**What you have to do**.
Write out the entries below again, switching every "detect all" to "locate all" and leaving everything else unchanged.

Start Data section

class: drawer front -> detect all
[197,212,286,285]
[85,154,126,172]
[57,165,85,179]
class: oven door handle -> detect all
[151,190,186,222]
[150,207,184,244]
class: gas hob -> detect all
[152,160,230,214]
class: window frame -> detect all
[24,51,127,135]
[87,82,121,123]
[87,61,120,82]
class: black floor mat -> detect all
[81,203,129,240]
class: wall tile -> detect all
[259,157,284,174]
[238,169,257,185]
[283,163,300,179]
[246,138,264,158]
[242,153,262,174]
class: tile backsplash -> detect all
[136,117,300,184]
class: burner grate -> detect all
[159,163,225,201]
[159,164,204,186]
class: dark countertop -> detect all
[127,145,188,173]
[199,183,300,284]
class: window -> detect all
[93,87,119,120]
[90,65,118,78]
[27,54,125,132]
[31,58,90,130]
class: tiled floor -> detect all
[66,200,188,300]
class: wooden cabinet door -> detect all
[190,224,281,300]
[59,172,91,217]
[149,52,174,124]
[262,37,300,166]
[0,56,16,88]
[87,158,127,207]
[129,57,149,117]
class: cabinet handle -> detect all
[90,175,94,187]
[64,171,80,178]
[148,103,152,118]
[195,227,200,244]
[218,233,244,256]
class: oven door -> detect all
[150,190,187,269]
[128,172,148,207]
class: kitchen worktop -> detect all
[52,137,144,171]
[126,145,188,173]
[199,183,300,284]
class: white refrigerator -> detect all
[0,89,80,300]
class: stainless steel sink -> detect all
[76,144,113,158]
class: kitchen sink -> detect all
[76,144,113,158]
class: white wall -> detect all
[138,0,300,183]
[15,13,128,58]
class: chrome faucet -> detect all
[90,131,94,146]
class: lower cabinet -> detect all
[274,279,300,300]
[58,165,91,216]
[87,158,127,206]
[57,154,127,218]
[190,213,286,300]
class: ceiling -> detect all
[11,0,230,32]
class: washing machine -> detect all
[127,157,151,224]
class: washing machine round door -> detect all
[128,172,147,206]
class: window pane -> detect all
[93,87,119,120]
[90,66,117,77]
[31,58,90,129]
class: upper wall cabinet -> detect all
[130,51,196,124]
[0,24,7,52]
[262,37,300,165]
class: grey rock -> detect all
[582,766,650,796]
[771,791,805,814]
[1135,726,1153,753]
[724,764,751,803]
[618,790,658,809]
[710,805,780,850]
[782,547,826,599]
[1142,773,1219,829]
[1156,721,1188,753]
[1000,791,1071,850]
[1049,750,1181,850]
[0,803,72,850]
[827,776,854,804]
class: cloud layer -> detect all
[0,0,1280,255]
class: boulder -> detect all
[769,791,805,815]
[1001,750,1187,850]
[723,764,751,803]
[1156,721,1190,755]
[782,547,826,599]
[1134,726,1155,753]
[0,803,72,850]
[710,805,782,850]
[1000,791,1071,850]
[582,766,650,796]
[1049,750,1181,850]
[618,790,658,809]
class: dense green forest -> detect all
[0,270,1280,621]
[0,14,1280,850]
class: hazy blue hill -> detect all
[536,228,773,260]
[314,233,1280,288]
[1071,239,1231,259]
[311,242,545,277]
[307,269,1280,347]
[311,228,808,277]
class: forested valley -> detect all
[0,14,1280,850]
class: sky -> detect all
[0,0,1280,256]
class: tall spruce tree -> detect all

End Data section

**Output below**.
class: drawer front -> locate all
[197,212,286,285]
[85,154,126,172]
[57,165,85,179]
class: oven door handle -> locate all
[151,190,186,222]
[150,207,184,244]
class: gas hob -> locate all
[152,160,230,214]
class: window frame -> locate all
[24,51,127,135]
[87,82,121,123]
[87,61,120,82]
class: black floor mat -> locate all
[81,203,129,240]
class: wall tile -> locate all
[259,157,284,174]
[238,169,257,185]
[283,163,300,179]
[246,138,264,158]
[242,153,262,174]
class: tile backsplash -> locate all
[136,117,300,184]
class: burner grate -> locate all
[159,163,225,201]
[159,164,204,186]
class: dark countertop -> locate all
[127,145,188,173]
[199,183,300,284]
class: window -> locate all
[93,87,119,120]
[90,65,118,78]
[27,54,125,132]
[31,58,90,130]
class: tiled floor -> locate all
[66,200,188,300]
class: wooden cabinet door -> locate all
[190,224,281,300]
[59,172,91,217]
[149,52,174,124]
[262,37,300,166]
[0,56,16,88]
[87,158,127,207]
[129,57,149,117]
class: cabinet handle -> locate all
[90,175,94,187]
[64,171,80,178]
[148,103,152,118]
[195,227,200,244]
[218,233,244,256]
class: oven door -> locate all
[150,190,187,269]
[128,172,148,207]
class: kitchen worktop -> locate all
[52,137,144,171]
[126,145,188,173]
[199,183,300,284]
class: white refrigerator -> locate all
[0,89,80,300]
class: stainless steel sink -> locate all
[76,144,113,158]
class: kitchen sink -> locate all
[76,144,113,158]
class: white wall -> locate all
[138,0,300,183]
[15,13,128,58]
class: chrome faucet -> locate all
[90,131,94,146]
class: lower cabinet -> locate all
[274,279,300,300]
[58,165,91,216]
[87,158,127,206]
[57,154,127,218]
[190,213,286,300]
class: ceiling -> locate all
[11,0,230,32]
class: washing machine -> locate all
[127,157,151,224]
class: washing machine round door -> locate all
[128,172,147,206]
class: window pane -> locate all
[93,87,119,120]
[90,66,117,77]
[31,58,90,129]
class: upper wall cabinet -> locate all
[130,51,196,124]
[0,24,7,52]
[262,37,300,165]
class: grey rock -> locate all
[582,766,650,796]
[771,791,805,814]
[1135,726,1153,753]
[724,764,751,803]
[618,790,658,809]
[710,805,780,850]
[782,547,826,599]
[1142,773,1219,829]
[1156,721,1188,753]
[1000,791,1071,850]
[1049,750,1181,850]
[0,803,72,850]
[827,776,854,804]
class: cloud layer -> locate all
[0,0,1280,255]
class: boulder -> locate all
[769,791,805,815]
[1001,750,1187,850]
[723,764,751,803]
[1156,721,1190,755]
[782,547,826,599]
[1134,726,1155,753]
[0,803,72,850]
[710,805,782,850]
[1000,791,1071,850]
[582,766,650,796]
[1049,750,1181,850]
[618,790,658,809]
class: dense green forest -> locate all
[0,270,1280,621]
[0,14,1280,850]
class: hazy blue hill -> locate all
[536,228,773,260]
[314,233,1280,288]
[1071,239,1231,259]
[311,242,545,277]
[307,269,1280,347]
[311,228,808,277]
class: forested valley -> locate all
[0,14,1280,850]
class: sky -> locate all
[0,0,1280,256]
class: tall spruce tree -> locate all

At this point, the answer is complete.